How to complete this task –
Write out the whole listing. Leave out nothing.

Provided records –

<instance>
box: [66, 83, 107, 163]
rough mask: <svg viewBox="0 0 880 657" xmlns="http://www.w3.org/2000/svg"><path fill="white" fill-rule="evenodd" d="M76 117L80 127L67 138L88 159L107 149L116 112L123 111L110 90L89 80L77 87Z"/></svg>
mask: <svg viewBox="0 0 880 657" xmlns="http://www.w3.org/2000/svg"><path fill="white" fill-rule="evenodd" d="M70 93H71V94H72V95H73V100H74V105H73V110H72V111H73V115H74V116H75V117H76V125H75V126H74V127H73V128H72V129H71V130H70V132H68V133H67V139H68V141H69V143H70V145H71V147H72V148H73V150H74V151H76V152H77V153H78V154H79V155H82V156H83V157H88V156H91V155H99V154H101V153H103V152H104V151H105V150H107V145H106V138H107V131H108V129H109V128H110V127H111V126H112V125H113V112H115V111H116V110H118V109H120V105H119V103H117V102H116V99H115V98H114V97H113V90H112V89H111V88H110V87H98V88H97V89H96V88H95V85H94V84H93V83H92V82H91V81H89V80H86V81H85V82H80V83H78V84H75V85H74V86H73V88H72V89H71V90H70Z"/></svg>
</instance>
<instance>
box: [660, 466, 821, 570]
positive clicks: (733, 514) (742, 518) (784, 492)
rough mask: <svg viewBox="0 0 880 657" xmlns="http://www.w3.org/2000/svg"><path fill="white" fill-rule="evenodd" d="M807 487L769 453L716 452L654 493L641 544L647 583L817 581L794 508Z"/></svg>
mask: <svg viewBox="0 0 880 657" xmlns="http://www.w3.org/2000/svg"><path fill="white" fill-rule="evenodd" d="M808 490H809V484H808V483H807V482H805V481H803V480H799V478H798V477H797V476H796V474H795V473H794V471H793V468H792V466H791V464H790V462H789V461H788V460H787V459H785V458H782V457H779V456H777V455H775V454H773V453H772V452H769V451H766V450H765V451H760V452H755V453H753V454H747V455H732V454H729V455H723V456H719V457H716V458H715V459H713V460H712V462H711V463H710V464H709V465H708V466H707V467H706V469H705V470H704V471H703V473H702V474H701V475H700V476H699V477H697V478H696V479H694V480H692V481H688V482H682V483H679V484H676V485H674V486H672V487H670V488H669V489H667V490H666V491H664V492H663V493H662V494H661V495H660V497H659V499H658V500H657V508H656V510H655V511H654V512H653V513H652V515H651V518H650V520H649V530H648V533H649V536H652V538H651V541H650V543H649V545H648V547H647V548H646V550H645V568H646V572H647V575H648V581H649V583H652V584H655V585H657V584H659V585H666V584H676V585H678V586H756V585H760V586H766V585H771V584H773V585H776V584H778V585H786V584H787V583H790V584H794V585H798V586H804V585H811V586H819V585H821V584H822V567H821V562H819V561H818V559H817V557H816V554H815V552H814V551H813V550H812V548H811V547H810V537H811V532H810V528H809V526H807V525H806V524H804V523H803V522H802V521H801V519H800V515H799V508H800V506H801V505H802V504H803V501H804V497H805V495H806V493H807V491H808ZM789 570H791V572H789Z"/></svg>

Answer box –
<instance>
box: [66, 83, 107, 163]
rough mask: <svg viewBox="0 0 880 657" xmlns="http://www.w3.org/2000/svg"><path fill="white" fill-rule="evenodd" d="M76 117L80 127L67 138L88 159L107 149L116 112L123 111L110 90L89 80L77 87Z"/></svg>
mask: <svg viewBox="0 0 880 657" xmlns="http://www.w3.org/2000/svg"><path fill="white" fill-rule="evenodd" d="M70 93H71V94H72V95H73V100H74V105H73V110H72V111H73V115H74V116H75V117H76V125H75V126H74V127H73V128H72V129H71V130H70V132H68V133H67V139H68V141H69V143H70V145H71V147H72V148H73V150H74V151H76V152H77V153H78V154H79V155H82V156H83V157H88V156H91V155H99V154H101V153H103V152H104V151H105V150H107V145H106V138H107V131H108V129H109V128H110V127H111V126H112V125H113V112H115V111H116V110H118V109H120V105H119V103H117V102H116V99H115V98H114V97H113V90H112V89H111V88H110V87H98V88H97V89H96V88H95V85H94V84H93V83H92V82H91V81H89V80H86V81H85V82H80V83H78V84H75V85H74V86H73V88H72V89H71V90H70Z"/></svg>
</instance>
<instance>
box: [660, 466, 821, 570]
positive clicks: (733, 514) (742, 518) (784, 492)
rough mask: <svg viewBox="0 0 880 657" xmlns="http://www.w3.org/2000/svg"><path fill="white" fill-rule="evenodd" d="M807 487L769 453L716 452L654 493L641 544L647 583L817 581L794 508Z"/></svg>
mask: <svg viewBox="0 0 880 657" xmlns="http://www.w3.org/2000/svg"><path fill="white" fill-rule="evenodd" d="M808 490H809V484H808V483H807V482H805V481H803V480H799V478H798V477H797V476H796V474H795V473H794V471H793V468H792V466H791V464H790V462H789V461H788V460H787V459H785V458H782V457H779V456H777V455H775V454H773V453H772V452H769V451H766V450H765V451H760V452H755V453H753V454H747V455H732V454H729V455H723V456H719V457H716V458H715V459H713V460H712V462H711V463H710V464H709V465H708V466H707V467H706V469H705V470H704V471H703V473H702V474H701V475H700V476H699V477H697V478H696V479H694V480H692V481H688V482H682V483H679V484H676V485H674V486H672V487H670V488H669V489H667V490H666V491H664V492H663V493H662V494H661V495H660V497H659V499H658V500H657V508H656V510H655V511H654V512H653V513H652V515H651V518H650V520H649V530H648V533H649V536H652V538H651V541H650V543H649V545H648V547H647V548H646V550H645V568H646V572H647V575H648V581H649V583H652V584H655V585H657V584H659V585H666V584H676V585H678V586H756V585H760V586H766V585H771V584H773V585H776V584H778V585H786V584H787V583H790V584H794V585H798V586H804V585H811V586H819V585H821V584H822V567H821V562H819V561H818V559H817V557H816V554H815V552H814V551H813V550H812V548H811V547H810V537H811V532H810V528H809V526H807V525H806V524H804V523H803V522H802V521H801V519H800V515H799V508H800V506H801V505H802V504H803V501H804V497H805V495H806V493H807V491H808ZM789 570H791V572H789Z"/></svg>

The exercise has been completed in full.